◆ **Brief**
Entries follow. Set all of them down as they stand.

[Point annotation dataset records]
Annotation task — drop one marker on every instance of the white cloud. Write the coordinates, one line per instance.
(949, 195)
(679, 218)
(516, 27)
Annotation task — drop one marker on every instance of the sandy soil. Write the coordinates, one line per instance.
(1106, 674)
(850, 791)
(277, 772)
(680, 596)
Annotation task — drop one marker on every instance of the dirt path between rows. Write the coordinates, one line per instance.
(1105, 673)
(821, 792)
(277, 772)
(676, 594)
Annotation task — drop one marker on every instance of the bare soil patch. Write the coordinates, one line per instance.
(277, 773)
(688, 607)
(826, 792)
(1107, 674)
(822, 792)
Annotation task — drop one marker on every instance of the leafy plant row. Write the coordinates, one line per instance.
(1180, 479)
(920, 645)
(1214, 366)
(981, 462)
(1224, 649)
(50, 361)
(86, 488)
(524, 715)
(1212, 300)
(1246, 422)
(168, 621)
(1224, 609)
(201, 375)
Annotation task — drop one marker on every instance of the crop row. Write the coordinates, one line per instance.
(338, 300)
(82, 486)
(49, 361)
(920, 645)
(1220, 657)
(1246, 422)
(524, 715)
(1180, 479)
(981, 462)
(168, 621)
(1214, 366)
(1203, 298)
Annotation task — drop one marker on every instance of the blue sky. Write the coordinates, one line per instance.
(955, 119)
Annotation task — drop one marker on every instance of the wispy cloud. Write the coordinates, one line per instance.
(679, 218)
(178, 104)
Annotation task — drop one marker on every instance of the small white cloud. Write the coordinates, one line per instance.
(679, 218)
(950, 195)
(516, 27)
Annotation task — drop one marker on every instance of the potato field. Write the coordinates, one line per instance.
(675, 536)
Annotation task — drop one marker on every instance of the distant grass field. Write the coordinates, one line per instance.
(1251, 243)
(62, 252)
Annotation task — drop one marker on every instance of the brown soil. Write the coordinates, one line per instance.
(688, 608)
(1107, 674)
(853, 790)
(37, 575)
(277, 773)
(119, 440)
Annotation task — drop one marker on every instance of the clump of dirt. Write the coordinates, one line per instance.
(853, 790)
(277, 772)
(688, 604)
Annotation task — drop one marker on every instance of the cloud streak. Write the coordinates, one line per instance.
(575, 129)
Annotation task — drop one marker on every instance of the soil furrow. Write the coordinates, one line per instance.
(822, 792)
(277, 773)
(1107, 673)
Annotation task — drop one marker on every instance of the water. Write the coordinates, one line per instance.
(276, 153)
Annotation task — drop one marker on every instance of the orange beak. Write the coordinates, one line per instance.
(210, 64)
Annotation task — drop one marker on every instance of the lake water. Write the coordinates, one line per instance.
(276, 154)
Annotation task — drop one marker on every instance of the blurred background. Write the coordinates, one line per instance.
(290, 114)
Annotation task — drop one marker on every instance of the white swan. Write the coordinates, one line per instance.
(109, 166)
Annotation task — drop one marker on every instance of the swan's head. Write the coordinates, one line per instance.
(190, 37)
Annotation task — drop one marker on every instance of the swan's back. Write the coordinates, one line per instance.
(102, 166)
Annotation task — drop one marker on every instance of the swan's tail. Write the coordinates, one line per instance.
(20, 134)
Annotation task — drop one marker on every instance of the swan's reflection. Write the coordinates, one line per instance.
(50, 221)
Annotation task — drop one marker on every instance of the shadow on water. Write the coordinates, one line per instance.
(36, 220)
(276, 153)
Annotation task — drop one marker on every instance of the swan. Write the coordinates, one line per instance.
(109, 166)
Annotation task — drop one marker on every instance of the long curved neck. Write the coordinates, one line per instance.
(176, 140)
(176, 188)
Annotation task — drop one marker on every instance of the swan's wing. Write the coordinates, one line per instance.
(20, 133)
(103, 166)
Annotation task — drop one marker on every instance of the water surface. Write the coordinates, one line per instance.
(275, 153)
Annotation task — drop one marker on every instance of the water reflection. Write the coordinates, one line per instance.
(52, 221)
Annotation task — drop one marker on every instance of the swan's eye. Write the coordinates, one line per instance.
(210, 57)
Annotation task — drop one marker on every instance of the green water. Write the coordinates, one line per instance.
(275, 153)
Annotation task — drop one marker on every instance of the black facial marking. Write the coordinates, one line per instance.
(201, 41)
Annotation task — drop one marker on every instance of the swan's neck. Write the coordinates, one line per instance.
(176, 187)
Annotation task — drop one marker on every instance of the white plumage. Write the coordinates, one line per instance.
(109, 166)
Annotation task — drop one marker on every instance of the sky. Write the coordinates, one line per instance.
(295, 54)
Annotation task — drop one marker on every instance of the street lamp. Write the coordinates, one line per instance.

◆ **Exercise response**
Annotation task — drop one marker on every instance of the white cloud. Write the coordinates, one line per instance.
(949, 195)
(679, 218)
(516, 27)
Annotation task — drop one marker on every instance of the sandy soil. Write the coordinates, one line per instance.
(1106, 674)
(850, 791)
(277, 772)
(680, 596)
Annotation task — drop one marker on every instance of the dirt path between rows. Write the coordinates, one line per instance.
(1105, 673)
(821, 792)
(277, 772)
(676, 594)
Annotation task — drop one marker on every instance of the bare soil patch. Write the coordinates, one line per instance.
(277, 773)
(688, 607)
(826, 792)
(1107, 674)
(822, 792)
Annotation task — drop one marker on every instance of the leafy plant row. Write the coordinates, one line per instance.
(1180, 479)
(920, 645)
(1214, 366)
(981, 462)
(1224, 649)
(50, 361)
(86, 488)
(524, 715)
(1212, 300)
(1246, 422)
(168, 621)
(1224, 609)
(201, 375)
Annotation task — drop one marker on every instance of the crop row. Write the coordinates, one line per instance.
(338, 300)
(82, 486)
(49, 361)
(920, 645)
(1220, 657)
(1246, 422)
(524, 715)
(1180, 479)
(981, 462)
(168, 621)
(1214, 366)
(1203, 298)
Annotation task — drop one marker on every instance of the blue sky. Write the coordinates, one line per instance.
(955, 119)
Annotation task — drop one marker on every instance of the wispy cloud. Write the coordinates, one line per instance.
(679, 218)
(178, 104)
Annotation task — drop one marker on every instance of the small white cloud. Write the coordinates, one line per instance.
(679, 218)
(950, 195)
(516, 27)
Annotation task — drop one marker on every instance of the potato field. Write the coordinates, one line per instance.
(675, 536)
Annotation task — drop one marker on every instance of the distant grass field. Write the coordinates, one line per instance.
(1251, 243)
(62, 252)
Annotation task — drop one marker on every instance of the brown soil. Write the coordinates, one line per instance.
(688, 608)
(1107, 674)
(853, 790)
(37, 575)
(277, 773)
(119, 440)
Annotation task — drop one marker on every instance of the clump of dirt. Write the coordinates, one line per instance.
(853, 790)
(277, 772)
(688, 604)
Annotation task — drop one marker on every instance of the cloud streak. Write the coordinates, one line per instance.
(575, 129)
Annotation task — drop one marker on every instance of the soil furrow. Write the coordinates, one line per instance.
(822, 792)
(277, 773)
(1107, 673)
Annotation task — drop one marker on every instance of the water. Write the coordinates, one line per instance.
(276, 153)
Annotation task — drop one marker on every instance of the orange beak. Write the coordinates, one line per instance.
(210, 64)
Annotation task — drop one marker on every instance of the lake water. Write the coordinates, one line per instance.
(276, 154)
Annotation task — drop one marker on every instance of the blurred background. Write the coordinates, one line per instance.
(290, 114)
Annotation task — drop one marker on every instance of the white swan. Write the coordinates, one line per instance.
(109, 166)
Annotation task — drop one marker on every instance of the swan's head. Write the coordinates, one line per instance.
(190, 37)
Annotation task — drop one marker on every instance of the swan's back. Write the coordinates, one line per instance.
(102, 166)
Annotation task — drop one marker on every instance of the swan's tail. Write the coordinates, one line per instance.
(20, 134)
Annotation task — drop one marker on every instance of the swan's reflection. Write the coordinates, one line per instance.
(50, 221)
Annotation task — drop one marker on every instance of the shadow on water. Write the coordinates, one line per instance.
(36, 220)
(276, 153)
Annotation task — drop one marker on every instance of the swan. Write the coordinates, one line per instance.
(109, 166)
Annotation task — drop one marker on every instance of the long curved neck. Write the coordinates, one line per instance.
(176, 140)
(176, 188)
Annotation task — drop one marker on every instance of the swan's wing. Write the coordinates, one line per instance.
(20, 133)
(103, 166)
Annotation task — drop one marker on every instance of the water surface. Write the coordinates, one line per instance.
(275, 153)
Annotation task — drop one marker on every instance of the water reflection. Write the coordinates, one line per instance.
(52, 221)
Annotation task — drop one marker on every instance of the swan's eye. Write the coordinates, one line per instance.
(210, 57)
Annotation task — drop one marker on every instance of the green water. Write the coordinates, one line per instance.
(275, 153)
Annotation task — drop one marker on every instance of the black facial marking. Write the coordinates, one line per instance.
(201, 41)
Annotation task — drop one marker on every instance of the swan's neck. Write the coordinates, one line per instance.
(176, 187)
Annotation task — drop one marker on every instance of the white plumage. Write the coordinates, one line per instance.
(109, 166)
Annotation task — drop one marker on every instance of the sky. Write the coordinates, one line per instance.
(295, 54)
Annotation task — drop one marker on every instance of the street lamp. Write the coordinates, one line per instance.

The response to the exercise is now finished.